### TEXTO
....

Esgotada a discussão por via da fé - indiscutível por essência, como bem notou o besugo - constato que, estranhamente, o Alonso abordou o tema nas suas dimensões religiosa e científica e omitiu - deliberadamente ou não - a dimensão jurídica, a única que o Estado laico em que vive o Alonso e todos nós se dispõe a discutir, a única que é suficientemente plástica para permitir ponderar os interesses em jogo no contexto da defesa dos direitos humanos, ou seja, na dimensão filosófica, humanitária e social (sim, besugo, leste bem) da questão da interrupção voluntária da gravidez. E eu acredito que é possível a um jurista católico distanciar-se da sua dimensão religiosa para descer à discussão do tema de um ponto de vista jurídico-humanista ( que não é exactamente o mesmo que humanitário, besugo, mas é aquele que conforma este).
Não sei se tenho sido clara nas vezes que, aqui, falei no aborto: o que eu defendo é que a decisão da prática do aborto diz respeito exclusivamente a quem tem de a tomar e que não há instituição estadual, supra estadual ou infra estadual que possa ingerir numa decisão tão profundamente íntima quanto difícil de tomar. A dignidade do direito a tomar decisões sobre o próprio corpo é tão essencialmente individual que não se compadece com manifestos feministas, políticos ou politizados ou solidariedades flamengas. É indigno, para qualquer mulher com um pingo de bom senso, conceber sequer a ideia de que aquelas senhoras holandesas (cheias de boa vontade, acredito) tencionavam provocar abortos em massa naquele contentor sinistro. Uma boa parte da culpa da banalização do debate da despenalização do aborto deve-se aos movimentos feministas que usam o direito ao aborto como uma bandeira para combater outras guerras menos nobres, para não dizer bacocas. O respeito que merece a discussão do aborto, por exemplo, nas situações de miséria social, tem sido vandalizado na politização de um direito que é tão essencial à condição humana como o direito à vida.

....

### MATERIAL DE ESTUDO
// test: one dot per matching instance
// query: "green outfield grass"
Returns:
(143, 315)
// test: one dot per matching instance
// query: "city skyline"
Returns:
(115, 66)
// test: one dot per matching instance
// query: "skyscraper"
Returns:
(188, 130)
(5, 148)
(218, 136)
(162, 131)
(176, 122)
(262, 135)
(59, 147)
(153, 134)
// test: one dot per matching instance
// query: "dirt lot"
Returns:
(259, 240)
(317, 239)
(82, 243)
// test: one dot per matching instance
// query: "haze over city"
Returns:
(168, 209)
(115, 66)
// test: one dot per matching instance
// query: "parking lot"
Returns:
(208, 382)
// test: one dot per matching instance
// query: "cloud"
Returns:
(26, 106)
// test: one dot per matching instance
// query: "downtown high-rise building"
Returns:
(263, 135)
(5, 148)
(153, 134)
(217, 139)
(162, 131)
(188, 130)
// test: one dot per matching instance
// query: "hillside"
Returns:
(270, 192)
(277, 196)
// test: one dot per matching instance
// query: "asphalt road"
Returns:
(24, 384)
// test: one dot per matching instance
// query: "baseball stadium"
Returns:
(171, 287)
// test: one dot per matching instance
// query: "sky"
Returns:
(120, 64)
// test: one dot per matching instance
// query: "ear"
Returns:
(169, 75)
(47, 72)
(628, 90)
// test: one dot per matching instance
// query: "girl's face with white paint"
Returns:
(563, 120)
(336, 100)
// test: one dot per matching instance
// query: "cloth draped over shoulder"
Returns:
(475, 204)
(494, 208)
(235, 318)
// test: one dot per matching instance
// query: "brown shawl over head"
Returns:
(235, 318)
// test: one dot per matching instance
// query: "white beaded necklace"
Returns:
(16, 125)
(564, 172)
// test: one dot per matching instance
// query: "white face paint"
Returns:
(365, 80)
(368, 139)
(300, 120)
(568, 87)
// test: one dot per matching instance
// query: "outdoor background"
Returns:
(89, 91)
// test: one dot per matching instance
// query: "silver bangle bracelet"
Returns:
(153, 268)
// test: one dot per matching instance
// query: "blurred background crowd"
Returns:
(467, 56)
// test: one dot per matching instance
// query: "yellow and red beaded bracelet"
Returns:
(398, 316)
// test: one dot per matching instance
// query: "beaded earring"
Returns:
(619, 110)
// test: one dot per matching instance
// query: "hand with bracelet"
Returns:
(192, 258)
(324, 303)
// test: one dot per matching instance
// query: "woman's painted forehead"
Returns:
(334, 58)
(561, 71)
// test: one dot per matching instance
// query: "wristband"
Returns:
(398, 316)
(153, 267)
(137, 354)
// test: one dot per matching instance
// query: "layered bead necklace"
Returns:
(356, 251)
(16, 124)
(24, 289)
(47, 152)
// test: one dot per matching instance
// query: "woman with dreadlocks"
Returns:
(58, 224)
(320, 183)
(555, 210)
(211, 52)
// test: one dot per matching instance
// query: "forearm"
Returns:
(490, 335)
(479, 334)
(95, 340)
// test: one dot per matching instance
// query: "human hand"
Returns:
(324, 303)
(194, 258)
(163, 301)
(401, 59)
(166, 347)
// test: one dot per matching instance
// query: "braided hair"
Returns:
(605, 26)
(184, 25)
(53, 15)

....

### EXERCÍCIOS
A) Resuma em duas frases o texto sobre a despenalização do aborto, que vem antes dos dados.
B) Reescreva o trecho do texto sobre a despenalização do aborto que abre com as palavras "Esgotada a discussão" e fecha com "que conforma este).", trocando "jurista católico" por "jurista crente".
C) Prossiga o texto sobre a despenalização do aborto a partir da última frase apresentada.

### AS SUAS RESPOSTAS
A) O texto observa que o Alonso abordou a interrupção voluntária da gravidez nas dimensões religiosa e científica, mas omitiu a dimensão jurídica, a única que o Estado laico se dispõe a discutir. Defende que a decisão de abortar diz respeito exclusivamente a quem a tem de tomar, sem ingerência de qualquer instituição, e atribui boa parte da banalização do debate aos movimentos feministas que usam o direito ao aborto como bandeira para outras guerras.

B)
Esgotada a discussão por via da fé - indiscutível por essência, como bem notou o besugo - constato que, estranhamente, o Alonso abordou o tema nas suas dimensões religiosa e científica e omitiu - deliberadamente ou não - a dimensão jurídica, a única que o Estado laico em que vive o Alonso e todos nós se dispõe a discutir, a única que é suficientemente plástica para permitir ponderar os interesses em jogo no contexto da defesa dos direitos humanos, ou seja, na dimensão filosófica, humanitária e social (sim, besugo, leste bem) da questão da interrupção voluntária da gravidez. E eu acredito que é possível a um jurista crente distanciar-se da sua dimensão religiosa para descer à discussão do tema de um ponto de vista jurídico-humanista ( que não é exactamente o mesmo que humanitário, besugo, mas é aquele que conforma este).

C)
E isto traz-me à questão de fundo. O Alonso nega a existência de conflito de direitos entre o feto e a mãe, escudando-se no argumento - fácil - do direito à vida vs. direito a interromper uma gravidez, segundo o qual este necessariamente cede perante aquele. Neste contexto, convido o Alonso a reflectir uns segundos sobre o conteúdo do direito à vida. O direito à vida esgota-se no acto de viver - rectius, no de sobreviver - ou, de forma muito mais ampla, cumpre-se na plenitude com que se exercem os direitos inerentes à vida? Dito de outra forma: como se cumpre o direito à vida da mãe que, proibida de dispor do seu próprio corpo, fica impedida de gozar plenamente o seu direito à livre escolha dos seus projectos de vida? Como se pode estigmatizar a mãe por um erro de trajecto da sua própria vida que só ela tem o direito de decidir se quer reparar ou não? Como se pode obrigar alguém a ser mãe mesmo que, no seu íntimo, ela não pretenda ser e que, mesmo perante a profunda angústia que causa uma interrupção de uma gravidez, ainda assim a quer interromper? Quem tem o direito de ingerir sobre uma decisão deste teor?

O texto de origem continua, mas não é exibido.